* start *

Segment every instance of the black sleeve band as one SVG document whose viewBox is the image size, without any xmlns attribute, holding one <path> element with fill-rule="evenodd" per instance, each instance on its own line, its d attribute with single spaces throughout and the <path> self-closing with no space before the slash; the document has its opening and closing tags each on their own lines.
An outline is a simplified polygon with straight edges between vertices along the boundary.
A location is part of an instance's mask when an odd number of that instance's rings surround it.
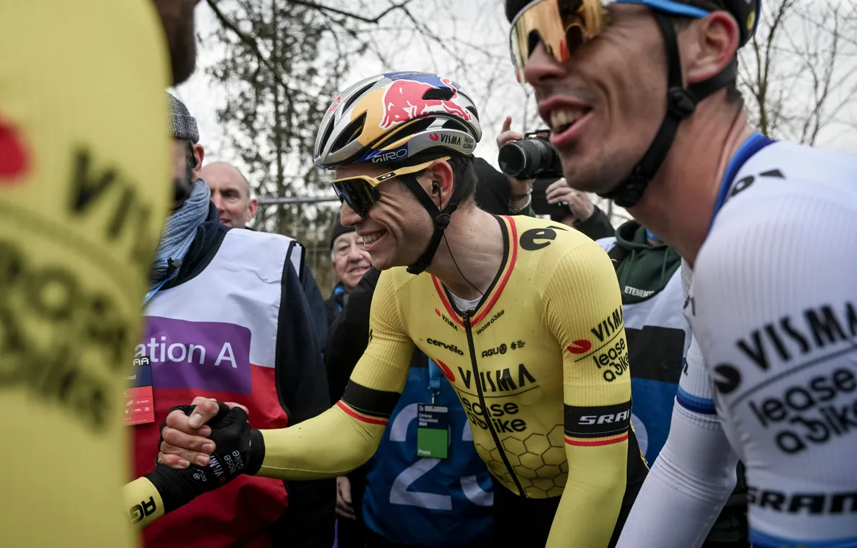
<svg viewBox="0 0 857 548">
<path fill-rule="evenodd" d="M 389 419 L 393 410 L 399 402 L 398 392 L 386 392 L 368 388 L 355 383 L 348 382 L 342 401 L 355 411 L 370 417 Z"/>
<path fill-rule="evenodd" d="M 631 400 L 616 405 L 578 408 L 565 406 L 566 435 L 604 438 L 627 432 L 631 426 Z"/>
</svg>

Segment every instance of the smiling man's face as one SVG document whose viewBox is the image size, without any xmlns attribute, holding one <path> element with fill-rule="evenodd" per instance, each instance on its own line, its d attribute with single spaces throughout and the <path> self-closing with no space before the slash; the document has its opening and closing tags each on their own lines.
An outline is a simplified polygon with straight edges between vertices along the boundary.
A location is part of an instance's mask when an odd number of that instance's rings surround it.
<svg viewBox="0 0 857 548">
<path fill-rule="evenodd" d="M 613 4 L 610 27 L 558 63 L 542 45 L 524 75 L 569 186 L 605 194 L 630 174 L 666 110 L 663 38 L 651 11 Z"/>
<path fill-rule="evenodd" d="M 363 248 L 363 241 L 357 232 L 343 234 L 333 242 L 333 271 L 345 289 L 351 291 L 372 265 L 371 257 Z"/>
</svg>

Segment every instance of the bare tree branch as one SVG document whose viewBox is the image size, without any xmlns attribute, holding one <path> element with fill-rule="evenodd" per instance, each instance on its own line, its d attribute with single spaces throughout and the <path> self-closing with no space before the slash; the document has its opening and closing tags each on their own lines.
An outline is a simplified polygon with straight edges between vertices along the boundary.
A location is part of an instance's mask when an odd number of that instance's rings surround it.
<svg viewBox="0 0 857 548">
<path fill-rule="evenodd" d="M 208 1 L 210 2 L 211 0 Z M 325 6 L 320 3 L 316 3 L 315 2 L 309 2 L 308 0 L 289 0 L 289 2 L 291 2 L 291 3 L 297 3 L 300 6 L 306 6 L 307 8 L 313 8 L 314 9 L 318 9 L 319 11 L 327 11 L 332 14 L 336 14 L 338 15 L 348 17 L 349 19 L 362 21 L 364 23 L 377 23 L 381 19 L 383 19 L 385 15 L 387 15 L 390 12 L 395 11 L 396 9 L 405 9 L 412 1 L 413 0 L 405 0 L 404 2 L 400 2 L 399 3 L 393 3 L 389 8 L 381 12 L 375 17 L 364 17 L 363 15 L 358 15 L 357 14 L 339 9 L 337 8 L 332 8 L 330 6 Z"/>
</svg>

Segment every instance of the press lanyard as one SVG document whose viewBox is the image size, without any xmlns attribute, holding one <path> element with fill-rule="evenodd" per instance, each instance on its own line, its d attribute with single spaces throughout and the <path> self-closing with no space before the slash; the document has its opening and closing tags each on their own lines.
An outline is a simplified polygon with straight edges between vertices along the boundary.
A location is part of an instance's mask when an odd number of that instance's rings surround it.
<svg viewBox="0 0 857 548">
<path fill-rule="evenodd" d="M 428 359 L 428 393 L 431 394 L 431 402 L 434 403 L 434 397 L 440 393 L 440 368 L 437 366 L 431 358 Z"/>
</svg>

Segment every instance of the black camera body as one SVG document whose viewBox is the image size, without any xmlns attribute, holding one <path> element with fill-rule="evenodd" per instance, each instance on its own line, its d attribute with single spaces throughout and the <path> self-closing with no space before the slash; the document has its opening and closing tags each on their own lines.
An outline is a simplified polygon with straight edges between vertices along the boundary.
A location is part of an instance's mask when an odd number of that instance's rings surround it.
<svg viewBox="0 0 857 548">
<path fill-rule="evenodd" d="M 562 176 L 560 155 L 550 146 L 549 129 L 524 135 L 500 149 L 497 163 L 503 173 L 518 179 L 559 179 Z"/>
</svg>

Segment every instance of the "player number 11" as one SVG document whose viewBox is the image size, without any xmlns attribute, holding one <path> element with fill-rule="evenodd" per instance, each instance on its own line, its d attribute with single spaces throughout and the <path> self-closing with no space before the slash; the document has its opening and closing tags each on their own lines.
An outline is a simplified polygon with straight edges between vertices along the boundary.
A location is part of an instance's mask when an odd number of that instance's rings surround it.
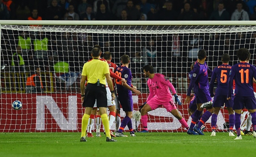
<svg viewBox="0 0 256 157">
<path fill-rule="evenodd" d="M 244 73 L 245 73 L 245 83 L 249 84 L 249 69 L 245 70 L 242 69 L 239 70 L 239 72 L 241 74 L 241 83 L 244 83 Z"/>
</svg>

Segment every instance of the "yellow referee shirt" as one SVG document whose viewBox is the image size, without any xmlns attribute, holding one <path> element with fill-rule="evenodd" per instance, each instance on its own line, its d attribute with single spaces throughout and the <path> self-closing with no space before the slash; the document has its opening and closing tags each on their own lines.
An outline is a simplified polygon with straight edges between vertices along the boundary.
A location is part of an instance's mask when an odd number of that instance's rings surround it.
<svg viewBox="0 0 256 157">
<path fill-rule="evenodd" d="M 106 85 L 105 74 L 110 73 L 108 63 L 98 59 L 94 59 L 84 64 L 82 71 L 82 76 L 87 77 L 87 83 L 96 84 L 98 80 L 99 83 Z"/>
</svg>

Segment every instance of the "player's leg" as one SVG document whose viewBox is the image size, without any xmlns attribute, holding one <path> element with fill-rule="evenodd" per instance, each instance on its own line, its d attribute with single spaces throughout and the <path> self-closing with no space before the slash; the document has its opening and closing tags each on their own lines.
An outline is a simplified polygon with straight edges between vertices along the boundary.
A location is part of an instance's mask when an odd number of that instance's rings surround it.
<svg viewBox="0 0 256 157">
<path fill-rule="evenodd" d="M 111 128 L 115 120 L 116 119 L 116 112 L 117 110 L 116 109 L 116 104 L 114 101 L 112 101 L 112 97 L 111 96 L 111 92 L 109 88 L 106 88 L 107 91 L 107 105 L 109 110 L 109 114 L 108 115 L 108 120 L 109 121 L 109 128 Z M 110 130 L 110 135 L 111 137 L 116 137 L 113 133 L 113 132 Z"/>
<path fill-rule="evenodd" d="M 85 140 L 86 127 L 87 126 L 88 121 L 92 110 L 92 107 L 85 107 L 85 109 L 84 109 L 84 114 L 83 114 L 83 117 L 82 118 L 81 139 L 80 140 L 80 141 L 86 141 Z"/>
<path fill-rule="evenodd" d="M 246 120 L 246 116 L 249 115 L 249 112 L 247 109 L 244 108 L 242 110 L 242 112 L 241 113 L 241 117 L 240 118 L 240 121 L 241 122 L 241 131 L 243 131 L 247 124 L 247 121 Z"/>
<path fill-rule="evenodd" d="M 118 131 L 121 125 L 121 116 L 120 115 L 120 103 L 118 101 L 118 96 L 117 93 L 115 93 L 116 98 L 115 98 L 115 104 L 116 104 L 116 130 L 115 132 Z"/>
<path fill-rule="evenodd" d="M 95 108 L 95 106 L 97 107 L 97 105 L 95 105 L 94 108 L 92 110 L 92 112 L 90 115 L 87 124 L 87 134 L 86 134 L 86 137 L 89 138 L 94 137 L 92 133 L 92 128 L 94 124 L 95 115 L 96 114 L 96 111 L 97 111 L 97 108 Z"/>
<path fill-rule="evenodd" d="M 233 127 L 235 125 L 235 114 L 232 107 L 227 107 L 229 113 L 229 136 L 235 136 L 234 135 Z"/>
<path fill-rule="evenodd" d="M 124 107 L 124 106 L 122 106 L 123 108 L 124 108 L 124 110 L 126 110 L 126 108 Z M 124 107 L 124 108 L 123 108 Z M 117 137 L 128 137 L 127 135 L 123 135 L 123 131 L 124 128 L 125 128 L 125 126 L 127 125 L 128 122 L 131 121 L 131 119 L 132 117 L 132 111 L 125 111 L 125 117 L 123 118 L 123 120 L 122 121 L 122 122 L 121 122 L 121 125 L 120 125 L 120 127 L 119 128 L 119 129 L 117 132 L 116 132 L 115 135 Z M 129 127 L 129 126 L 128 126 Z M 129 128 L 130 130 L 130 128 Z"/>
<path fill-rule="evenodd" d="M 122 132 L 124 129 L 125 126 L 129 121 L 131 121 L 131 119 L 133 116 L 133 102 L 132 95 L 125 95 L 123 97 L 118 97 L 120 103 L 122 105 L 123 110 L 125 112 L 125 117 L 123 118 L 121 122 L 121 125 L 118 131 L 116 132 L 115 135 L 117 137 L 127 137 L 126 135 L 123 134 Z M 129 126 L 131 127 L 132 129 L 132 125 Z M 129 127 L 128 126 L 128 127 Z M 129 128 L 130 129 L 130 128 Z"/>
<path fill-rule="evenodd" d="M 166 101 L 166 103 L 161 102 L 162 103 L 162 105 L 164 108 L 166 109 L 167 112 L 170 112 L 178 120 L 178 122 L 181 124 L 181 125 L 185 127 L 187 130 L 188 130 L 188 125 L 184 118 L 178 112 L 177 107 L 175 104 L 173 102 L 173 100 L 171 99 L 169 101 Z"/>
<path fill-rule="evenodd" d="M 135 134 L 134 133 L 134 131 L 133 131 L 133 124 L 132 123 L 132 118 L 133 117 L 133 112 L 128 112 L 127 113 L 127 114 L 128 115 L 129 118 L 130 118 L 130 120 L 129 120 L 128 123 L 127 123 L 127 126 L 129 128 L 129 131 L 130 131 L 130 135 L 132 137 L 135 137 Z"/>
<path fill-rule="evenodd" d="M 91 85 L 88 85 L 85 91 L 85 95 L 86 96 L 84 97 L 82 104 L 82 106 L 85 107 L 85 109 L 84 109 L 84 114 L 82 118 L 81 138 L 80 139 L 80 141 L 81 142 L 86 141 L 85 140 L 86 128 L 90 115 L 92 112 L 93 107 L 95 103 L 96 97 L 95 97 L 95 93 L 93 87 L 91 87 Z"/>
<path fill-rule="evenodd" d="M 120 110 L 117 109 L 116 113 L 116 131 L 117 132 L 119 129 L 121 125 L 121 116 L 120 115 Z"/>
<path fill-rule="evenodd" d="M 101 118 L 99 114 L 98 109 L 95 117 L 95 127 L 96 127 L 96 137 L 101 137 L 100 127 L 101 126 Z"/>
<path fill-rule="evenodd" d="M 256 138 L 256 100 L 254 97 L 253 98 L 248 99 L 246 100 L 245 104 L 246 104 L 245 107 L 246 108 L 248 108 L 248 111 L 252 116 L 253 130 L 253 136 Z"/>
<path fill-rule="evenodd" d="M 247 124 L 245 128 L 245 130 L 244 131 L 244 135 L 253 135 L 253 132 L 251 131 L 251 127 L 252 126 L 252 115 L 251 114 L 249 114 L 246 119 Z"/>
<path fill-rule="evenodd" d="M 115 141 L 116 140 L 112 138 L 109 130 L 109 121 L 107 114 L 107 99 L 106 88 L 99 87 L 96 89 L 98 89 L 98 91 L 97 95 L 97 107 L 98 108 L 101 121 L 105 128 L 105 132 L 107 137 L 106 141 Z"/>
<path fill-rule="evenodd" d="M 198 96 L 197 96 L 196 99 L 196 101 L 198 103 L 197 110 L 199 110 L 199 108 L 201 108 L 201 105 L 200 106 L 198 105 L 199 104 L 202 103 L 203 102 L 208 102 L 209 101 L 211 101 L 212 98 L 210 96 L 210 93 L 208 89 L 197 89 L 196 90 L 197 90 L 197 95 Z M 200 119 L 198 123 L 194 127 L 194 130 L 195 131 L 201 135 L 204 135 L 204 134 L 201 131 L 201 127 L 203 124 L 205 123 L 205 122 L 206 122 L 206 121 L 208 121 L 211 116 L 212 116 L 212 114 L 214 111 L 212 105 L 208 106 L 207 109 L 207 110 L 202 115 L 202 117 L 201 117 L 201 119 Z"/>
<path fill-rule="evenodd" d="M 175 106 L 176 107 L 175 105 Z M 185 128 L 187 130 L 188 130 L 189 126 L 188 123 L 186 121 L 185 121 L 184 118 L 183 118 L 178 112 L 177 109 L 172 109 L 170 112 L 173 114 L 173 115 L 174 115 L 174 117 L 175 117 L 175 118 L 178 119 L 178 122 L 179 122 L 184 128 Z"/>
<path fill-rule="evenodd" d="M 216 100 L 216 99 L 215 100 Z M 214 101 L 213 104 L 215 104 Z M 220 107 L 214 107 L 214 111 L 212 115 L 211 124 L 212 125 L 212 134 L 211 136 L 216 136 L 216 124 L 217 123 L 217 117 L 218 117 L 218 112 L 220 109 Z"/>
</svg>

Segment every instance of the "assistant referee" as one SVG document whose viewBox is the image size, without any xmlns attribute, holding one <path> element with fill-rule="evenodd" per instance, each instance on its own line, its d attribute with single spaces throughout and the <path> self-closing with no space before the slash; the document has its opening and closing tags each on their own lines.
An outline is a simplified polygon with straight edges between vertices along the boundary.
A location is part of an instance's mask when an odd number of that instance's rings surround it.
<svg viewBox="0 0 256 157">
<path fill-rule="evenodd" d="M 107 136 L 106 141 L 116 141 L 111 138 L 109 130 L 109 122 L 107 115 L 107 92 L 106 79 L 108 87 L 112 93 L 112 100 L 115 99 L 115 92 L 112 81 L 110 77 L 109 67 L 106 61 L 99 60 L 101 52 L 98 48 L 94 48 L 91 55 L 93 60 L 84 64 L 82 71 L 80 82 L 81 96 L 82 106 L 85 107 L 82 118 L 82 131 L 80 141 L 86 141 L 85 135 L 90 114 L 95 100 L 97 100 L 97 107 L 99 110 L 102 123 Z M 86 90 L 84 93 L 84 84 L 87 81 Z"/>
</svg>

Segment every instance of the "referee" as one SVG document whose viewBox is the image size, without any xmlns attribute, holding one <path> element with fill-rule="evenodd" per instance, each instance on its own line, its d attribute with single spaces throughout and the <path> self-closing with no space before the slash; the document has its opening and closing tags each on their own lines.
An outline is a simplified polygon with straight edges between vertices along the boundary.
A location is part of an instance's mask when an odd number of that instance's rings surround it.
<svg viewBox="0 0 256 157">
<path fill-rule="evenodd" d="M 106 141 L 116 141 L 111 138 L 109 130 L 109 122 L 107 115 L 107 92 L 106 79 L 111 91 L 112 100 L 115 99 L 115 92 L 112 81 L 110 77 L 109 68 L 106 61 L 99 60 L 101 52 L 98 48 L 94 48 L 91 55 L 92 61 L 84 64 L 81 78 L 81 97 L 82 106 L 85 107 L 82 118 L 82 131 L 80 141 L 86 141 L 85 135 L 90 114 L 95 100 L 97 100 L 97 107 L 99 110 L 103 124 L 107 136 Z M 84 84 L 87 81 L 86 90 L 84 93 Z"/>
</svg>

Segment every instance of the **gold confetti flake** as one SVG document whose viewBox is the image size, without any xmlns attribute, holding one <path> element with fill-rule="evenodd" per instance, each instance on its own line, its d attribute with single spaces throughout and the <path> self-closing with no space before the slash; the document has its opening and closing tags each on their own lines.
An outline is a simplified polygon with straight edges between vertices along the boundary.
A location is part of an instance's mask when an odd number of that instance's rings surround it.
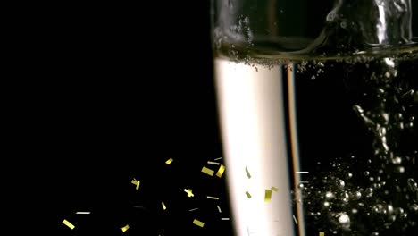
<svg viewBox="0 0 418 236">
<path fill-rule="evenodd" d="M 211 170 L 209 168 L 206 168 L 205 166 L 202 168 L 202 172 L 205 173 L 205 174 L 210 175 L 210 176 L 213 176 L 213 173 L 214 173 L 214 171 L 213 171 L 213 170 Z"/>
<path fill-rule="evenodd" d="M 225 171 L 225 165 L 221 164 L 221 167 L 219 167 L 218 172 L 216 173 L 216 176 L 219 178 L 222 177 L 223 172 Z"/>
<path fill-rule="evenodd" d="M 247 176 L 248 177 L 248 179 L 251 179 L 251 174 L 249 173 L 248 169 L 247 168 L 247 166 L 246 166 L 246 173 L 247 173 Z"/>
<path fill-rule="evenodd" d="M 70 229 L 73 230 L 75 228 L 74 224 L 71 223 L 69 221 L 67 220 L 63 220 L 63 223 L 67 225 Z"/>
<path fill-rule="evenodd" d="M 206 196 L 206 198 L 210 199 L 219 200 L 219 198 L 216 198 L 216 197 Z"/>
<path fill-rule="evenodd" d="M 188 189 L 188 190 L 184 189 L 184 191 L 188 193 L 188 198 L 195 197 L 191 189 Z"/>
<path fill-rule="evenodd" d="M 293 215 L 293 220 L 295 221 L 295 223 L 297 224 L 297 220 L 295 217 L 295 215 Z"/>
<path fill-rule="evenodd" d="M 170 158 L 170 159 L 168 159 L 167 161 L 165 161 L 165 164 L 170 164 L 172 163 L 172 161 L 174 161 L 174 160 L 173 160 L 172 158 Z"/>
<path fill-rule="evenodd" d="M 121 230 L 123 232 L 126 232 L 127 230 L 129 230 L 129 229 L 130 229 L 130 225 L 128 225 L 128 224 L 125 225 L 124 227 L 121 228 Z"/>
<path fill-rule="evenodd" d="M 136 185 L 135 190 L 139 190 L 139 183 L 141 181 L 137 181 L 135 178 L 130 181 L 133 185 Z"/>
<path fill-rule="evenodd" d="M 203 226 L 205 225 L 205 223 L 203 223 L 203 222 L 201 222 L 201 221 L 198 221 L 198 220 L 196 220 L 196 219 L 194 219 L 194 220 L 193 220 L 193 223 L 196 224 L 196 225 L 197 225 L 197 226 L 200 226 L 200 227 L 202 227 L 202 228 L 203 228 Z"/>
<path fill-rule="evenodd" d="M 214 164 L 214 165 L 220 165 L 220 164 L 221 164 L 220 163 L 217 163 L 217 162 L 211 162 L 211 161 L 208 161 L 207 164 Z"/>
<path fill-rule="evenodd" d="M 247 197 L 248 198 L 251 198 L 251 194 L 249 194 L 248 191 L 246 191 L 246 195 L 247 195 Z"/>
<path fill-rule="evenodd" d="M 270 202 L 270 200 L 272 200 L 272 190 L 265 190 L 264 201 L 265 202 Z"/>
</svg>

* end *

Written request ▸ Copy out the records word for word, from the line containing "Segment every instance of the **gold" through the line containing "247 176 L 248", including both of those lines. Leave out the pictures.

Exercise output ▸
Segment every instance of the **gold confetti flake** as one SVG document whose viewBox is the image size, without any xmlns attribute, holding one <path> element with fill-rule="evenodd" per instance, each instance on its own line, its d attribute with single spaces throughout and the <path> self-closing with no space before the slash; the document has its opening and closing tags each on their own lines.
An outline is a simplified polygon with straight edges between vertices along the boundary.
A location is part of an instance's mask when an odd number of that instance's rings surround it.
<svg viewBox="0 0 418 236">
<path fill-rule="evenodd" d="M 211 170 L 209 168 L 206 168 L 205 166 L 202 168 L 202 172 L 205 173 L 205 174 L 210 175 L 210 176 L 213 176 L 213 173 L 214 173 L 214 171 L 213 171 L 213 170 Z"/>
<path fill-rule="evenodd" d="M 225 171 L 225 165 L 221 164 L 221 167 L 219 167 L 218 172 L 216 173 L 216 176 L 219 178 L 222 177 L 223 172 Z"/>
<path fill-rule="evenodd" d="M 247 176 L 248 177 L 248 179 L 251 179 L 251 174 L 249 173 L 248 169 L 247 168 L 247 166 L 246 166 L 246 173 L 247 173 Z"/>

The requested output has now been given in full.